__TASK REQUIREMENTS__. Select every line in the material below that contains the string "bucket", treating uppercase and lowercase letters as different, and copy each such line in full.

__TASK INPUT__.
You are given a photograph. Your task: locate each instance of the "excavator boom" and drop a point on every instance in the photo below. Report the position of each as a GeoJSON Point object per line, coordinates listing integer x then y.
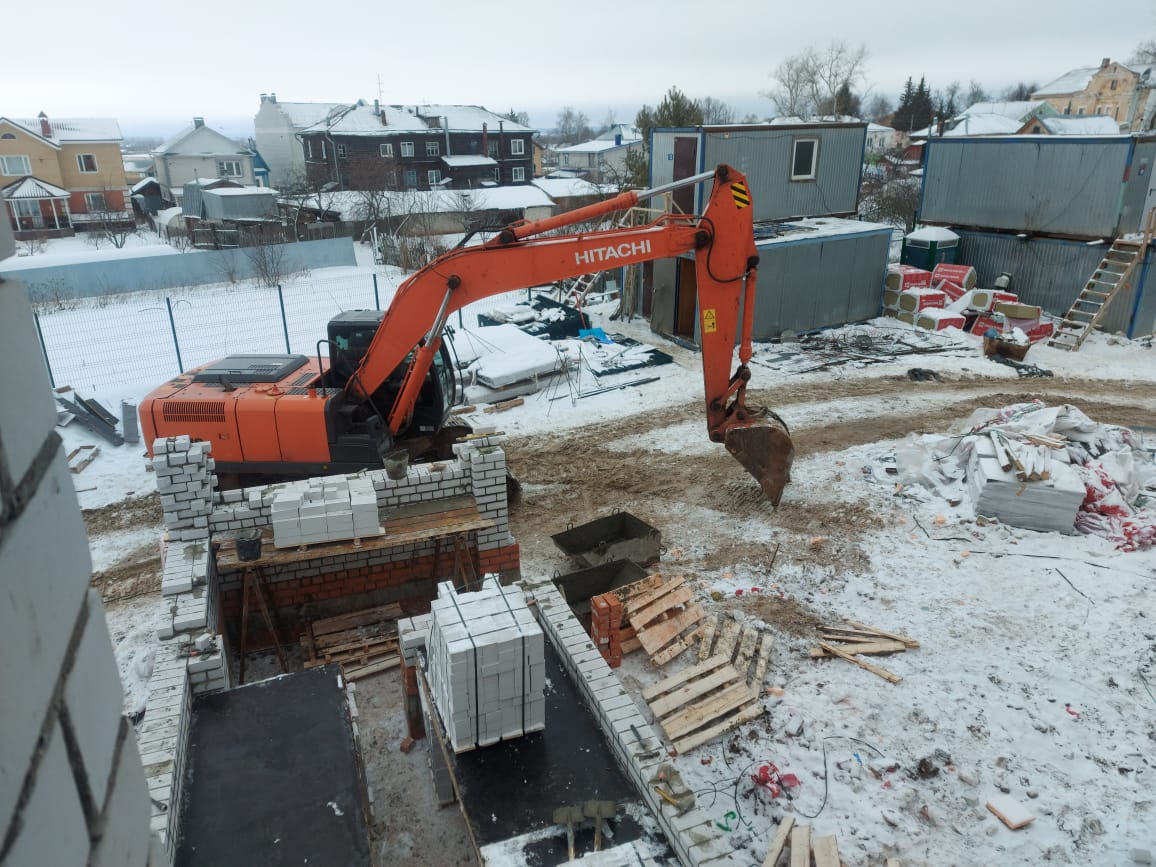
{"type": "Point", "coordinates": [721, 241]}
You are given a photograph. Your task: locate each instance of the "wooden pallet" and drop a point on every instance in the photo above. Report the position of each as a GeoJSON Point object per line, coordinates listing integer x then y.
{"type": "Point", "coordinates": [665, 617]}
{"type": "Point", "coordinates": [747, 647]}
{"type": "Point", "coordinates": [702, 702]}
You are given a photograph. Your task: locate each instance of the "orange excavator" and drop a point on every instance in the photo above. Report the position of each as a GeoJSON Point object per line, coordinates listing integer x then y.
{"type": "Point", "coordinates": [388, 380]}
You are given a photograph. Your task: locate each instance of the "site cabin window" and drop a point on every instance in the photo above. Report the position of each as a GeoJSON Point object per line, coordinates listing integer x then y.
{"type": "Point", "coordinates": [805, 158]}
{"type": "Point", "coordinates": [15, 165]}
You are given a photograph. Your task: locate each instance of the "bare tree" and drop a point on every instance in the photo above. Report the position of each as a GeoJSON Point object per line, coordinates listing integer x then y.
{"type": "Point", "coordinates": [716, 111]}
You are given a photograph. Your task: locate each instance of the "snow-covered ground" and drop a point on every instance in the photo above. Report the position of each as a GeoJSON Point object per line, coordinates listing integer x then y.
{"type": "Point", "coordinates": [1037, 650]}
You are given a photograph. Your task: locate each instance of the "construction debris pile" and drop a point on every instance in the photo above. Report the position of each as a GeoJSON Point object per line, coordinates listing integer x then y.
{"type": "Point", "coordinates": [1044, 468]}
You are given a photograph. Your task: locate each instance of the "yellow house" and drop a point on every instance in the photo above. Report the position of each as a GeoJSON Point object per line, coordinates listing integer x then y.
{"type": "Point", "coordinates": [61, 176]}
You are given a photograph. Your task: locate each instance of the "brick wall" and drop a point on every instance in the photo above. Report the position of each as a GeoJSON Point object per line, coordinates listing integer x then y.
{"type": "Point", "coordinates": [72, 790]}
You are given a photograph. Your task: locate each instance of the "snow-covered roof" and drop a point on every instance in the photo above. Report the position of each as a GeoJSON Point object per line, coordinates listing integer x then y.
{"type": "Point", "coordinates": [363, 120]}
{"type": "Point", "coordinates": [984, 125]}
{"type": "Point", "coordinates": [1071, 82]}
{"type": "Point", "coordinates": [73, 128]}
{"type": "Point", "coordinates": [571, 187]}
{"type": "Point", "coordinates": [34, 189]}
{"type": "Point", "coordinates": [1087, 125]}
{"type": "Point", "coordinates": [460, 162]}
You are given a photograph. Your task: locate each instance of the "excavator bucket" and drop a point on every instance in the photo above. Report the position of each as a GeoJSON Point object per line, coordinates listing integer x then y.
{"type": "Point", "coordinates": [765, 451]}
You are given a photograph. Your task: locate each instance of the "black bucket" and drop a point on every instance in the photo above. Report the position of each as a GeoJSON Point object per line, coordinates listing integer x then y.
{"type": "Point", "coordinates": [249, 545]}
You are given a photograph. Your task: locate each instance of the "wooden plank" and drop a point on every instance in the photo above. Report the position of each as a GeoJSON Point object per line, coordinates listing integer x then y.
{"type": "Point", "coordinates": [825, 851]}
{"type": "Point", "coordinates": [706, 636]}
{"type": "Point", "coordinates": [778, 842]}
{"type": "Point", "coordinates": [687, 674]}
{"type": "Point", "coordinates": [638, 617]}
{"type": "Point", "coordinates": [746, 650]}
{"type": "Point", "coordinates": [745, 714]}
{"type": "Point", "coordinates": [696, 716]}
{"type": "Point", "coordinates": [867, 647]}
{"type": "Point", "coordinates": [639, 601]}
{"type": "Point", "coordinates": [660, 635]}
{"type": "Point", "coordinates": [764, 659]}
{"type": "Point", "coordinates": [674, 699]}
{"type": "Point", "coordinates": [680, 645]}
{"type": "Point", "coordinates": [893, 636]}
{"type": "Point", "coordinates": [800, 846]}
{"type": "Point", "coordinates": [358, 672]}
{"type": "Point", "coordinates": [861, 662]}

__TASK RESULT__.
You are given a photograph. Your task: locate each instance of the "excavator bucket" and drop a point on every instance in the photo above. Report the position of each as a GeoJSON Point object per line, coordinates listing integer x then y.
You are given a photograph. Your task: locate each instance of the "black bucket" and drop a point on every instance in the photo above. Report the position of each as a GeoJSON Point object per line, coordinates listing integer x then y.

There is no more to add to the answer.